═══ EXERCISE MATERIAL

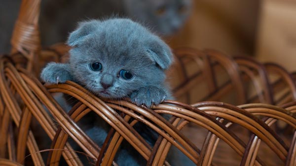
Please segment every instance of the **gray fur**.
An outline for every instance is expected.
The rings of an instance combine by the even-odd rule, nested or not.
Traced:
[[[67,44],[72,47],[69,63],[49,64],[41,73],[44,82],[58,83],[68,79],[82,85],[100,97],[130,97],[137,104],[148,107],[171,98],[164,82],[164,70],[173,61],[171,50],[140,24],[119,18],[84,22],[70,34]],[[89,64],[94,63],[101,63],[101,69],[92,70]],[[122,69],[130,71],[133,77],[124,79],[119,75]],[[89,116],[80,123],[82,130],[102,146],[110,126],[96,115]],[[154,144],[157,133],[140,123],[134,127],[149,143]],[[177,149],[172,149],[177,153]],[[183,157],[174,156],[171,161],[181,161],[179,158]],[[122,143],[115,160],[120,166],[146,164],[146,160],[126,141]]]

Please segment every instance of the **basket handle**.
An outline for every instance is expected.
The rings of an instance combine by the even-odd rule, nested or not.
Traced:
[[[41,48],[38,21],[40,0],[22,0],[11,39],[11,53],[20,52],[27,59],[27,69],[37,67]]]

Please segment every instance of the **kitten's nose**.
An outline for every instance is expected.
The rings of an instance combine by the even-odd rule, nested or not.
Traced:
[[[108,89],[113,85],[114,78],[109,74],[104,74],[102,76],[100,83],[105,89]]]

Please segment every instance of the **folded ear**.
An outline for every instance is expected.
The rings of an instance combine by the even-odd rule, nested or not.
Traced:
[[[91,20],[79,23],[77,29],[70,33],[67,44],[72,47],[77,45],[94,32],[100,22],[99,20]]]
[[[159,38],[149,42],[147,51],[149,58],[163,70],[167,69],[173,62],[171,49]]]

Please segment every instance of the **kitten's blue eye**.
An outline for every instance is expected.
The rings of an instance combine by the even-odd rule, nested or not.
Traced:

══════
═══ EXERCISE MATERIAL

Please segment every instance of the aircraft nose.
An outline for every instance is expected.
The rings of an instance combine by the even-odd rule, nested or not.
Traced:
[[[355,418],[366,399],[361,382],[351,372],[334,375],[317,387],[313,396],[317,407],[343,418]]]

══════

### EXERCISE DIRECTIONS
List each line of the items above that contains the word "Please", copying every such line in full.

### ANSWER FOR THE TASK
Please segment every instance of the **gray fur**.
Please segment every instance of the **basket handle**.
Please segment every instance of the **kitten's nose**.
Please segment every instance of the **folded ear**.
Please segment every instance of the **kitten's blue eye**.
Please segment every instance of the aircraft nose.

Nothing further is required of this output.